- Genre: Comedy horror
- Created by: Santiago Limón; Jose Miguel Núñez;
- Showrunner: Santiago Limón
- Starring: Xiunel Gonzalez; Daniel Abrego; Rogelio Cruz;
- Composer: Amado López
- Country of origin: Mexico
- Original language: Spanish
- No. of seasons: 1
- No. of episodes: 8

Production
- Executive producers: Santiago Limón; Ben Silverman; Howard T. Owens; Rodney Ferrell; Isabel San Vargas; Gina Cifuentes; José Miguel Núñez; Paul Drago; Gabriela Ramirez de Estenoz;
- Producer: Jorge Ramírez
- Editor: Martha Poly Amee
- Production companies: Propagate Fuego; Perro Azul;

Original release
- Network: Vix
- Release: 1 September 2023

= Pinches momias =

Pinches momias is a Mexican comedy horror streaming television series created by Santiago Limón and Jose Miguel Núñez. The series stars Xiunel Gonzalez, Daniel Abrego, Rogelio Cruz, Saak Figueroa Bórquez and Berenice Jonguitud. It premiered on Vix on 1 September 2023.

== Cast ==
- Xiunel Gonzalez as Simba
- Daniel Abrego as Místico
- Rogelio Cruz as Chinche
- Saak Figueroa Bórquez as Ramsés
- Berenice Jonguitud as Oly
- Diana Bovio as Beatriz Flores-Myer
- Rafael Inclán as Lincoln
- Luis Fernando Peña as Calderón
- Daniel García Sámano as Peña
- Tiaré Scanda as Lorena
- Mercedes Hernández as Doña Tránsito
- Federico Zapata as Bonais
- Edgar Hidrogo as Clavo
- Vitter Leija as Lonchibon
- Natalia Solían as Maruchan
- Leonardo Ávila as Nuevo
- Mónica Aguado as Pilar
- Raúl Solis as Ramón
- Alejandro Guerrero as Father Sandoval
- Miguel Santa Rita as Father Gael
- Leonardo Alonso as Don Chuy
- Carlos Aragón as Arzobispo
- Hernán del Riego as García García
- Laura Wedel as Isabel
- Adrián Vázquez as Curiel
- José Casasús as The Ambassador
- Fernando Memje as Father Raúl
- Mario Monroy as Rogelio

== Production ==
In June 2021, the series was announced as one of the titles for TelevisaUnivision's streaming platform Vix. Production of the series began on 6 June 2022. Propagate Fuego and Perro Azul serve as production companies for the series. On 17 August 2023, it was announced that the series would premiere on 1 September 2023.

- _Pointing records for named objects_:
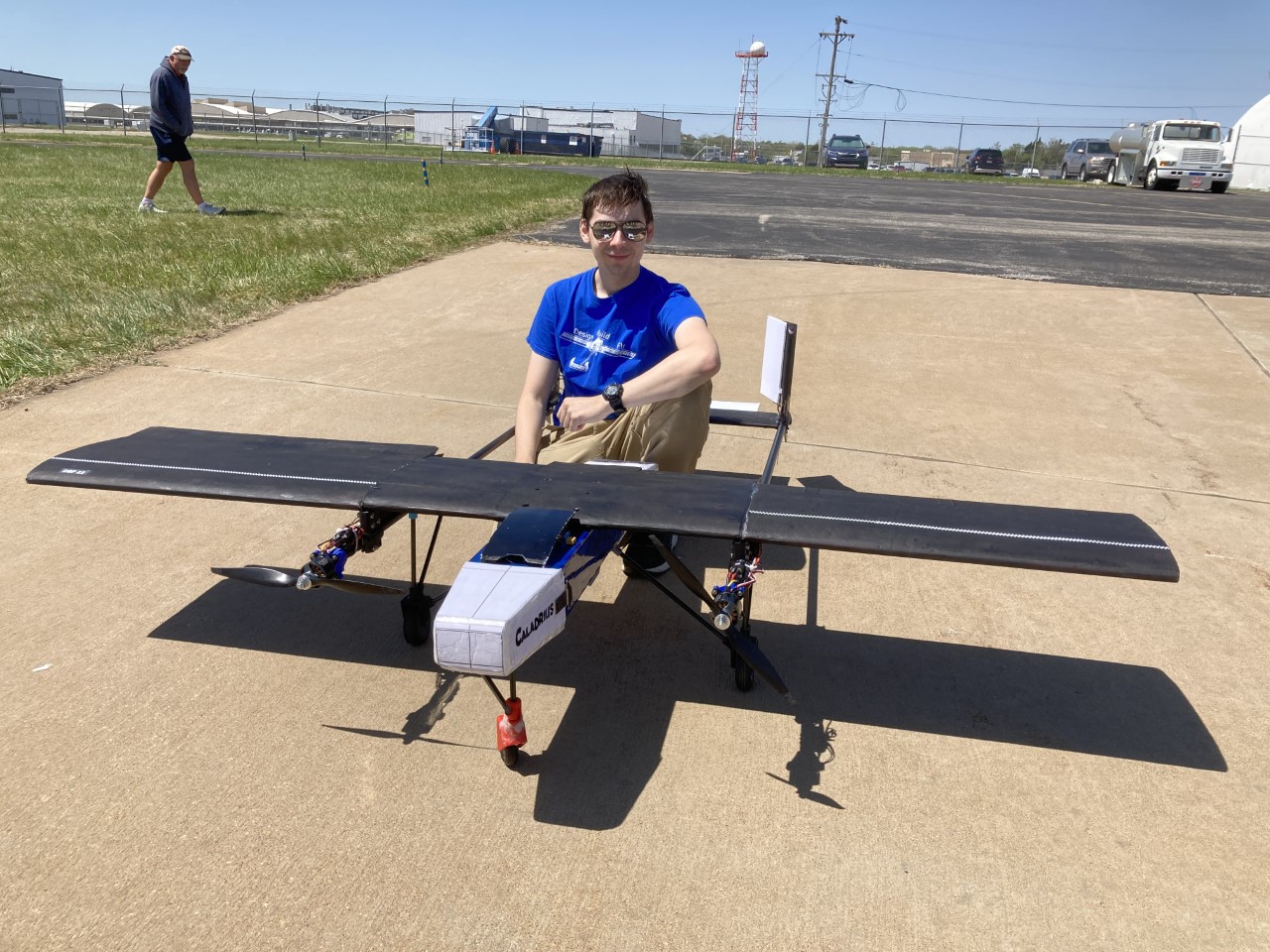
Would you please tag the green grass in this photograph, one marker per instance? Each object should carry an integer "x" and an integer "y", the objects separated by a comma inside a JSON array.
[{"x": 86, "y": 282}]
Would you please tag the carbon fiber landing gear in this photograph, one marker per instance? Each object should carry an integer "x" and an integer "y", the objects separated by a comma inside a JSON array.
[{"x": 730, "y": 610}]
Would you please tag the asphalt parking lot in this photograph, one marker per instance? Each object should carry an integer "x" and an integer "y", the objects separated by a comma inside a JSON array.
[
  {"x": 1078, "y": 234},
  {"x": 978, "y": 758}
]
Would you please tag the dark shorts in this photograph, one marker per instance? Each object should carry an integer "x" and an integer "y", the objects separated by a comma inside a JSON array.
[{"x": 172, "y": 149}]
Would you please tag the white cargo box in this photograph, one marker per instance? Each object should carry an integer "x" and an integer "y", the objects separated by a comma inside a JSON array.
[{"x": 497, "y": 616}]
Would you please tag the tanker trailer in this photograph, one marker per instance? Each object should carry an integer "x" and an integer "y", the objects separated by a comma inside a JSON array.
[{"x": 1171, "y": 154}]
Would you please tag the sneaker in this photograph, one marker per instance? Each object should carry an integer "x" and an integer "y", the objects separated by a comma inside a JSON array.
[{"x": 645, "y": 555}]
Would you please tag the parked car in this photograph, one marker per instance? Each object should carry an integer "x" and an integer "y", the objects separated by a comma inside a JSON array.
[
  {"x": 846, "y": 153},
  {"x": 984, "y": 162},
  {"x": 1087, "y": 159}
]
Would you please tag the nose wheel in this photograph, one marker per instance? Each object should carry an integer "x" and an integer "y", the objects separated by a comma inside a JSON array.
[{"x": 509, "y": 725}]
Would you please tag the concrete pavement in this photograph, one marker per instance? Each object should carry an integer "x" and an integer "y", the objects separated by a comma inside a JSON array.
[{"x": 979, "y": 758}]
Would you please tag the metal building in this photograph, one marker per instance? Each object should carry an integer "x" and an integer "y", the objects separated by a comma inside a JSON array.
[
  {"x": 1250, "y": 148},
  {"x": 28, "y": 99}
]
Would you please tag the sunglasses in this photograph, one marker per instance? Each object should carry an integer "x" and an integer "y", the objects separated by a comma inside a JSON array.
[{"x": 631, "y": 230}]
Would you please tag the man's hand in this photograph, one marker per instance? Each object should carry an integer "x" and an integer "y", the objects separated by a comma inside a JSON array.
[{"x": 575, "y": 413}]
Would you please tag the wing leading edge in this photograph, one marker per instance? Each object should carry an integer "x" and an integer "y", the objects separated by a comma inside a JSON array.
[{"x": 356, "y": 475}]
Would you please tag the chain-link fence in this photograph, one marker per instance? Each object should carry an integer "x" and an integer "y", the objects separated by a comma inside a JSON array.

- _EXERCISE GOAL_:
According to the Pinches momias article, on what date did production of the series begin?

- _RESPONSE TO THE TASK_:
6 June 2022